Object detection records:
• • • • • • •

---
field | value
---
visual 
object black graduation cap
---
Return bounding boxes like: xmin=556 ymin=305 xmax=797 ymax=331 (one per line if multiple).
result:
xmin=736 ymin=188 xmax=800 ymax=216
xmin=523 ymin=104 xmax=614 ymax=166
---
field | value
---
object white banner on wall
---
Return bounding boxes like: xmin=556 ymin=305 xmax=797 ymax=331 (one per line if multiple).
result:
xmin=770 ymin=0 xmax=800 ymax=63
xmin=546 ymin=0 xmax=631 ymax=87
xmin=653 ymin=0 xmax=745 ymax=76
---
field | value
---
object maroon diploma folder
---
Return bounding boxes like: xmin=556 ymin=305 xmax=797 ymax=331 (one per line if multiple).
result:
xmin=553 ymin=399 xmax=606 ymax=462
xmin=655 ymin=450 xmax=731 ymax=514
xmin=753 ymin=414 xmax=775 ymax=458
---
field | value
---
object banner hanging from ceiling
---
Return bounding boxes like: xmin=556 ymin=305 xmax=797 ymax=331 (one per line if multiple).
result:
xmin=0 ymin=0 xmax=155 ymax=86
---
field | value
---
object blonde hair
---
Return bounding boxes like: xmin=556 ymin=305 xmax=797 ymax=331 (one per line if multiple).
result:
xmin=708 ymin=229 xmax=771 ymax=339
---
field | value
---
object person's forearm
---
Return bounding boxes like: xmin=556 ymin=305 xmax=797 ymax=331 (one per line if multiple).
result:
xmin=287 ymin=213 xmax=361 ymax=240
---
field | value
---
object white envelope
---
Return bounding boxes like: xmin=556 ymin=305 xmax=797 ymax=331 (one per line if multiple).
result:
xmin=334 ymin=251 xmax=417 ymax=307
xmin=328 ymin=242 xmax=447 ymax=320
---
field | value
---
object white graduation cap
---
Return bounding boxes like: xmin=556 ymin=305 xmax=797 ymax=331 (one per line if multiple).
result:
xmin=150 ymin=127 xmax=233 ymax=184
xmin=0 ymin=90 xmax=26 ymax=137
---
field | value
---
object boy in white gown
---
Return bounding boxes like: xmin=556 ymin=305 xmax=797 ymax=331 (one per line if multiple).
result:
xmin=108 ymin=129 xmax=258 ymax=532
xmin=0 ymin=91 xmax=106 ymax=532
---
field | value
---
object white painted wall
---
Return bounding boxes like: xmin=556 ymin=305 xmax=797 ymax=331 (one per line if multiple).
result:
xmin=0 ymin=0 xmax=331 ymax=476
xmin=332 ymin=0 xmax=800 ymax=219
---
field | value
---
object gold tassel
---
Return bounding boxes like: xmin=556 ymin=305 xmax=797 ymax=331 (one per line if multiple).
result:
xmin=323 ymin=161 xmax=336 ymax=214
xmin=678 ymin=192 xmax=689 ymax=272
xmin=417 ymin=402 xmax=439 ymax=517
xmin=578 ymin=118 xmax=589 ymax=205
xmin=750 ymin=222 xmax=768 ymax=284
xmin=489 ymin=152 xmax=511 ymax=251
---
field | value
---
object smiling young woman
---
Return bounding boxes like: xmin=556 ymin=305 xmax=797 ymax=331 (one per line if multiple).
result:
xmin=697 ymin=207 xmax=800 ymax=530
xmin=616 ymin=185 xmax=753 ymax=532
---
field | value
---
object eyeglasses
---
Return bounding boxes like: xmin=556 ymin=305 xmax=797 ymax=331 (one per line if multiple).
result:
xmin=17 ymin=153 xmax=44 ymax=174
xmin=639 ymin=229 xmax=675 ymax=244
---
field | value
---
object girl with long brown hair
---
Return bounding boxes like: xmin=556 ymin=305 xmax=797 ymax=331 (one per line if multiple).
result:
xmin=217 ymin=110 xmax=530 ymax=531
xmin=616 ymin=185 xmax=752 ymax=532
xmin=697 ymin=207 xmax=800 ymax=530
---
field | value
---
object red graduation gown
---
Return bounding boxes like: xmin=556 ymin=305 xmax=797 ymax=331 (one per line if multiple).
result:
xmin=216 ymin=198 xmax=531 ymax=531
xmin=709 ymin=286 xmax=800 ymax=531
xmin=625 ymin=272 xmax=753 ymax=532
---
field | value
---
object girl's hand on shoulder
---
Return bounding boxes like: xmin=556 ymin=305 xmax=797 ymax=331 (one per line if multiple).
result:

• • • • • • •

Return every item above verbatim, with no changes.

---
field | value
---
visual 
object black graduation cap
---
Return bounding boxes like: xmin=556 ymin=305 xmax=797 ymax=331 (one per line if multiple).
result:
xmin=736 ymin=188 xmax=800 ymax=216
xmin=523 ymin=104 xmax=614 ymax=166
---
field | value
---
object white banner on wall
---
Return bounding boxes like: xmin=556 ymin=305 xmax=797 ymax=331 (one per line if multiple).
result:
xmin=770 ymin=0 xmax=800 ymax=63
xmin=546 ymin=0 xmax=631 ymax=87
xmin=653 ymin=0 xmax=745 ymax=76
---
field | value
---
object maroon diploma folder
---
Return bounding boxes like: xmin=556 ymin=305 xmax=797 ymax=331 (one per line if multiple).
result:
xmin=553 ymin=399 xmax=606 ymax=462
xmin=655 ymin=450 xmax=731 ymax=514
xmin=753 ymin=414 xmax=775 ymax=458
---
field | value
---
object banner hanging from ceiling
---
Return bounding boxes like: xmin=556 ymin=305 xmax=797 ymax=331 (one per line if multiple).
result:
xmin=0 ymin=0 xmax=155 ymax=86
---
field | value
---
object blonde hair
---
Return bounding boxes like: xmin=556 ymin=305 xmax=797 ymax=331 (one per line if multiple).
result:
xmin=708 ymin=229 xmax=771 ymax=339
---
field | value
---
object person's forearm
---
Return bounding boxes like: xmin=556 ymin=305 xmax=797 ymax=331 (one per line if multiple).
result:
xmin=287 ymin=213 xmax=361 ymax=240
---
field | value
---
object white envelope
---
Return bounding boxes like: xmin=556 ymin=305 xmax=797 ymax=331 (one per line if multiple).
result:
xmin=334 ymin=251 xmax=417 ymax=307
xmin=328 ymin=242 xmax=447 ymax=320
---
field | value
---
object white graduation cap
---
Return bounding boxes like: xmin=556 ymin=305 xmax=797 ymax=331 (one per line if multiple).
result:
xmin=150 ymin=127 xmax=233 ymax=184
xmin=0 ymin=90 xmax=26 ymax=137
---
field | value
---
object boy in white gown
---
Return bounding boxes like: xmin=556 ymin=305 xmax=797 ymax=331 (one per line if multiple).
result:
xmin=108 ymin=129 xmax=258 ymax=532
xmin=0 ymin=91 xmax=106 ymax=532
---
field | value
---
object white painted wall
---
Return bounding boxes like: xmin=556 ymin=305 xmax=797 ymax=331 (one per line if multiple).
result:
xmin=0 ymin=0 xmax=331 ymax=476
xmin=332 ymin=0 xmax=800 ymax=219
---
field | value
---
object gold tassel
---
Return bounding boxes like: xmin=556 ymin=305 xmax=797 ymax=331 (one per line if multiple).
result:
xmin=323 ymin=161 xmax=336 ymax=214
xmin=678 ymin=192 xmax=689 ymax=272
xmin=417 ymin=402 xmax=439 ymax=517
xmin=578 ymin=118 xmax=589 ymax=205
xmin=750 ymin=222 xmax=768 ymax=284
xmin=489 ymin=152 xmax=511 ymax=251
---
field | value
---
object smiling young woman
---
Return bounding boxes like: xmin=556 ymin=305 xmax=797 ymax=331 (one per line if multiple).
result:
xmin=697 ymin=207 xmax=800 ymax=530
xmin=616 ymin=185 xmax=753 ymax=532
---
field | value
---
object eyeglasses
---
Return bounding boxes like: xmin=556 ymin=305 xmax=797 ymax=331 (one per line if multiple).
result:
xmin=17 ymin=153 xmax=44 ymax=174
xmin=639 ymin=229 xmax=675 ymax=244
---
field | value
---
object girl with long brown hair
---
Return bounding boxes like: xmin=556 ymin=305 xmax=797 ymax=331 (one per line if multiple).
result:
xmin=217 ymin=110 xmax=530 ymax=531
xmin=616 ymin=185 xmax=752 ymax=532
xmin=697 ymin=207 xmax=800 ymax=530
---
field | value
---
object red graduation gown
---
Return bounding boxes like: xmin=556 ymin=305 xmax=797 ymax=331 (one per line if multiple).
result:
xmin=216 ymin=198 xmax=531 ymax=531
xmin=709 ymin=286 xmax=800 ymax=531
xmin=625 ymin=272 xmax=753 ymax=532
---
field | value
---
object girl's hand on shoulder
---
Return bounding boxes like: xmin=556 ymin=305 xmax=797 ymax=331 (one per line if multiple).
result:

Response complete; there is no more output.